▸ Do this: Return, line for line, the part of the items below that opens with the line containing "the distant building." and runs through the end of the items, leaving out the pictures.

▸ Records for the exercise:
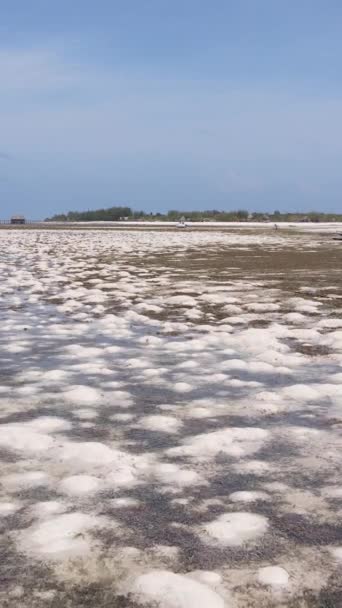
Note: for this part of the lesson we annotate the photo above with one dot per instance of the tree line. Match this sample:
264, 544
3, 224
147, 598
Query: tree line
122, 213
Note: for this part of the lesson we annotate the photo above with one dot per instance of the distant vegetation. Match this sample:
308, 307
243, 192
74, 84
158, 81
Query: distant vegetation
126, 213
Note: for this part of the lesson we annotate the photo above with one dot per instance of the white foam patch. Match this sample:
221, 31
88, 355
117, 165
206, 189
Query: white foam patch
82, 395
245, 496
47, 508
174, 475
163, 424
169, 590
275, 576
59, 537
8, 508
234, 529
85, 414
22, 438
236, 442
124, 502
30, 479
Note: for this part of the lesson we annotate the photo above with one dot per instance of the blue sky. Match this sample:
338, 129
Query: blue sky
164, 104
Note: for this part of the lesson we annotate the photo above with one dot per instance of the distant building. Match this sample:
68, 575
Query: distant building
18, 219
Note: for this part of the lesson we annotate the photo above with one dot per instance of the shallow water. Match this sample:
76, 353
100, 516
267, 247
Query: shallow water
170, 419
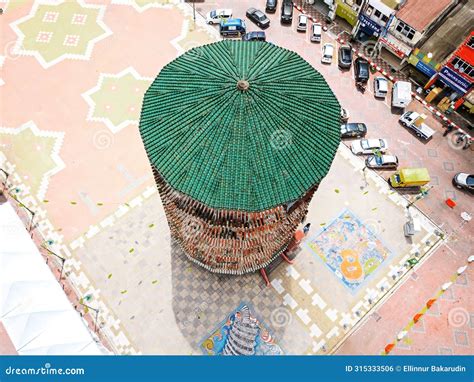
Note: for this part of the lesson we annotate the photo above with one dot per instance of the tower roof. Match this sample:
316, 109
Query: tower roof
240, 125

▸ Solution for this task:
Note: for this part of the lesson we annotate the photo above with one dot per instance of the distant building. Match this sample:
68, 575
Query: distant building
18, 219
Note: for this part of the lesson we annotate the photo above with one dot per instance of the shallow water. Match this sample:
76, 353
100, 516
267, 247
Query: shallow water
170, 419
Note: for this part of the lesson we annotate the photo above with one dot per instance of the tower roof. Match this sample:
316, 109
Query: tower roof
240, 125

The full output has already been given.